## Exercise details:
From the line that contains "Spot red tail light in this frame." to the final line of the entries below, write out every line exactly as it appears, and nothing else.

## Dataset:
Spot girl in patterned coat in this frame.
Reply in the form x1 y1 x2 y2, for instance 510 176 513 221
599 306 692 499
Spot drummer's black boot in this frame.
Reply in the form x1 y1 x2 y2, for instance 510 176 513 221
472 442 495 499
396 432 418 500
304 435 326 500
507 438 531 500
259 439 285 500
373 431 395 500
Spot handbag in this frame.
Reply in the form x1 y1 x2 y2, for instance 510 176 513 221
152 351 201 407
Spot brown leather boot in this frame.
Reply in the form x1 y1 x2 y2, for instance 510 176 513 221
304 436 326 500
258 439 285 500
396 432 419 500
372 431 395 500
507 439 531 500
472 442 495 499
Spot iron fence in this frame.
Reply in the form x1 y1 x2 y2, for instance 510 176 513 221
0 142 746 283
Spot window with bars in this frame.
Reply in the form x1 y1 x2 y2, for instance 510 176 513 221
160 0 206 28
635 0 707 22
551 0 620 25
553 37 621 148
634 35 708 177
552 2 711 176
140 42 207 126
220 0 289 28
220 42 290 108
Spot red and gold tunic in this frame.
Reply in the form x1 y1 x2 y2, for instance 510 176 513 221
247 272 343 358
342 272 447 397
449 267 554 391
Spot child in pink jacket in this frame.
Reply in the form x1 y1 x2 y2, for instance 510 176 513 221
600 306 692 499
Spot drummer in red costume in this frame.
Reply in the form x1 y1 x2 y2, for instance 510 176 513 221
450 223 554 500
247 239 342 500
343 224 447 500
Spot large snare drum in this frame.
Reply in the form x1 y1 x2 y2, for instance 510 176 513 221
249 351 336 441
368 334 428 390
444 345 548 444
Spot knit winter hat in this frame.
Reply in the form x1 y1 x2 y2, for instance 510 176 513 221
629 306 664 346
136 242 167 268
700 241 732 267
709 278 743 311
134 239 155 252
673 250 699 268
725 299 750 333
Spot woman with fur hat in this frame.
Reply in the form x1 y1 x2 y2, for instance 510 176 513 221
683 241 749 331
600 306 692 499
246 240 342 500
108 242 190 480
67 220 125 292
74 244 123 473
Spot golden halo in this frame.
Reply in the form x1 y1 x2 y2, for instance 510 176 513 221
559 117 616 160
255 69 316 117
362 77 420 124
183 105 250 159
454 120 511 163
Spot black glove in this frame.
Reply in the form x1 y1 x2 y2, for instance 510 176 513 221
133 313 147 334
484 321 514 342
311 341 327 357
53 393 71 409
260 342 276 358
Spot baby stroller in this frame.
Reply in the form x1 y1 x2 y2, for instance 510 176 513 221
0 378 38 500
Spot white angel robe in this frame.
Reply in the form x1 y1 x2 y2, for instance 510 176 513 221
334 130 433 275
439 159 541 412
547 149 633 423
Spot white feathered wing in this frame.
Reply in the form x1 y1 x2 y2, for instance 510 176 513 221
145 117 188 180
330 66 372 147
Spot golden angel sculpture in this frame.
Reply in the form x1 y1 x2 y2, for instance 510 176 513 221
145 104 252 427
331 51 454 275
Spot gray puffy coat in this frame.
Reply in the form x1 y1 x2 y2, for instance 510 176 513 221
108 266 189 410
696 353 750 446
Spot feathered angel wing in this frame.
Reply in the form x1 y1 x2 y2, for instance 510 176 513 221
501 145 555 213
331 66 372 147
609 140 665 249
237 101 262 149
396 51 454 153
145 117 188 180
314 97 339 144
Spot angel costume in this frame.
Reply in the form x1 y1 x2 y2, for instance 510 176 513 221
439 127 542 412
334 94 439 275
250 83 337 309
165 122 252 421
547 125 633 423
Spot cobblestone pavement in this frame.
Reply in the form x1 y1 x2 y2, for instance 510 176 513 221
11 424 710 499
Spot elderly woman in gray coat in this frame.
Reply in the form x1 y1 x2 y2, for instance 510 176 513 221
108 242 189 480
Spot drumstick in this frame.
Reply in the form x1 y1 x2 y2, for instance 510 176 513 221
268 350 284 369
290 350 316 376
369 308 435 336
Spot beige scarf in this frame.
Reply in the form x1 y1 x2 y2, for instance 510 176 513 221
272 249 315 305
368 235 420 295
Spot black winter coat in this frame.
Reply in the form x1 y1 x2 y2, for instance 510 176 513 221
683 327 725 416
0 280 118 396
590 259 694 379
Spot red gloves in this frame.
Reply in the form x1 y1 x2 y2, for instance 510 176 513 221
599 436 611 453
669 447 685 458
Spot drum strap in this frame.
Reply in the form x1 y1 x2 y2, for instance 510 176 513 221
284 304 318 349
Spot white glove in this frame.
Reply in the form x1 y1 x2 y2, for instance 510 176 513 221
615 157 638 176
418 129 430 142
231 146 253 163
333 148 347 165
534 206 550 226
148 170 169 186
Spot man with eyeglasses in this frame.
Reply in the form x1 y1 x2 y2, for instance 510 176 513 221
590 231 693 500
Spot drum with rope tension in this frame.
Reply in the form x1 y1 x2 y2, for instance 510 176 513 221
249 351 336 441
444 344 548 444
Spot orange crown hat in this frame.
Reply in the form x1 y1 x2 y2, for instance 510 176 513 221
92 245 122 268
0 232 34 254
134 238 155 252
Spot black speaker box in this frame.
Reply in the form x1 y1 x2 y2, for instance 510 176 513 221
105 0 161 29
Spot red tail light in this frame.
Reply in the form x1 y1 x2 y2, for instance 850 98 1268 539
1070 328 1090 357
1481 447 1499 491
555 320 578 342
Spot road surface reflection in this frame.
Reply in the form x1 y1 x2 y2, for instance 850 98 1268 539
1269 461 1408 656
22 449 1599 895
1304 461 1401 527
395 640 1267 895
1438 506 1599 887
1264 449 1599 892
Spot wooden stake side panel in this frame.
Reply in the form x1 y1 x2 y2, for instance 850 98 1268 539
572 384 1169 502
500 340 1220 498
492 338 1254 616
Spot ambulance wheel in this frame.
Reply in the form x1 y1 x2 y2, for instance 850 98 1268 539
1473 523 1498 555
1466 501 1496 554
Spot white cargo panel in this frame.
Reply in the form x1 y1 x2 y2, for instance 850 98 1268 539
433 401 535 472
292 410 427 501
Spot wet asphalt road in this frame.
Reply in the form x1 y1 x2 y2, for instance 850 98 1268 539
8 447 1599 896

## Answer to this exercise:
Spot red tail light in this frame.
Reply in the form x1 y1 x2 y2, for instance 850 98 1268 539
1070 328 1090 357
1481 447 1499 491
555 320 578 342
Spot road surface reflection in this frame.
Reply in the form x1 y1 x2 y2, for instance 850 98 1268 539
1269 461 1408 656
22 449 1599 895
1304 461 1401 527
395 640 1267 895
1438 506 1599 887
1264 449 1599 892
Spot wooden stake side panel in this frame.
Reply in the form x1 y1 x2 y2, for instance 850 98 1268 539
572 384 1169 502
500 340 1220 498
492 338 1254 616
Spot ambulance wheel in this frame.
Reply in the form x1 y1 x2 y2, for instance 850 98 1268 539
1473 523 1498 555
1466 501 1496 554
Spot white cargo panel in this frame.
Reply in the form x1 y1 x2 y2, for instance 850 98 1268 539
433 401 535 472
292 410 427 501
Spot wet asphalt road in this frame.
Reply in the form x1 y1 x2 y2, for instance 850 98 1268 539
8 447 1599 896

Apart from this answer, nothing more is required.